Исходный текст:
-----
В честь Евгения Борисовича Груниса в Татарстане назвали улицу.Фото: Слава Замыслов/Octagon.Media
– Что вы можете сказать про Росгеологию? Сегодня она как раз занимается венчурным фондом, который помогает так называемым юниорам проводить геологоразведки…
– Когда создавали эту структуру, я говорил, что это незаконнорождённое дитя. Зачем она была нужна? Им стали отдавать деньги, передали туда предприятия, они собирали дань с этих предприятий, установили для себя привлекательные оклады, а эффекта никакого нет. Зачем нужно промежуточное звено, неясно. Что касается мелких компаний, то они работают неплохо, зачастую их специалисты имеют высокую квалификацию. Сама Росгеология не проводит площадные работы. Она занята региональными работами – ей передаются на них деньги, а она заказывает работы другим предприятиям.
– Львиная доля извлекаемых запасов в России уже распределена. То есть у государства осталось только 3 процента. Может ли в теории какое-либо крупное месторождение вернуться государству?
– Только при невыполнении недропользователем обязательств, грубейшем нарушении технологий. Но в практике этого нет. А в газовой промышленности месторождение вообще нельзя остановить технологически. Кстати, если раньше в лицензионных соглашениях чётко прописывалось, когда недропользователь должен начать бурить, когда необходимо провести комплекс исследований и так далее, то сейчас этого попросту не пишут.
– Когда та или иная компания открывает месторождение, оно сразу достаётся ей? Какова процедура?
– Нет, если компания открывает, то подаёт документы на получение. Комиссия рассматривает их. Преимущественное право у компании-открывателя. Как правило, всегда отдают месторождение тому, кто открыл.
– То есть получается, что новых нераспределённых месторождений больше не будет?
– Да. Государство занимается всего двумя вещами – региональными работами и параметрическим бурением. Региональные работы – это не метод подготовки площадей или локальных структур для открытия месторождений. Крайне редко бывает, когда в ходе региональных работ что-то картируют. Задача же параметрического бурения – это тоже не открытие месторождений, а изучение тектоники, стратиграфии, изучение разреза. Государство оставило себе эти две функции, и выделяемые 12 млрд рублей идут именно на это.
– То есть, по сути, государство новые месторождения не ищет?
– Нет, не ищет. Ещё какой-то небольшой объём финансирования идёт на научные работы.
Государство не ставит перед собой задачи подготавливать новые запасы.
Эта функция целиком и полностью переложена на недропользователей. Всего их 747 на сегодня на углеводородном сырье. И эта цифра практически не меняется. Активно же работают единицы.
– Получается, что все данные по запасам аккумулированы у отдельных компаний. Насколько в таком случае объективна информация, которую предоставляют Роснедра? Ведь они делятся тем, что им дают конкретные компании.
– Это так называемая лоскутная геология. И это проблема. Вот, например, недропользователь закартировал хороший вал. Вал выходит за пределы его лицензионного участка. Сам бог велел продолжать исследования, закартировать дальше, но он не может. Он работает чётко по своей границе.
-----
Данные:

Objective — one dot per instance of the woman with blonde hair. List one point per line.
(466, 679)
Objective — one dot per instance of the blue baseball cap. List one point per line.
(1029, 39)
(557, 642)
-----
Задания:
[A] Сколько всего недропользователей на углеводородном сырье насчитывается на сегодня, если верить исходному тексту?
[B] Перепишите из исходного текста всё от «Эта функция целиком» вниз до «по своей границе.», поставив «мозаичная геология» вместо «лоскутная геология».
[C] Переведите на английский предложение из исходного текста: «Государство не ставит перед собой задачи подготавливать новые запасы».

Ответы по порядку:
[A] 747.

[B]
Эта функция целиком и полностью переложена на недропользователей. Всего их 747 на сегодня на углеводородном сырье. И эта цифра практически не меняется. Активно же работают единицы.
– Получается, что все данные по запасам аккумулированы у отдельных компаний. Насколько в таком случае объективна информация, которую предоставляют Роснедра? Ведь они делятся тем, что им дают конкретные компании.
– Это так называемая мозаичная геология. И это проблема. Вот, например, недропользователь закартировал хороший вал. Вал выходит за пределы его лицензионного участка. Сам бог велел продолжать исследования, закартировать дальше, но он не может. Он работает чётко по своей границе.

[C] The state does not set itself the task of preparing new reserves.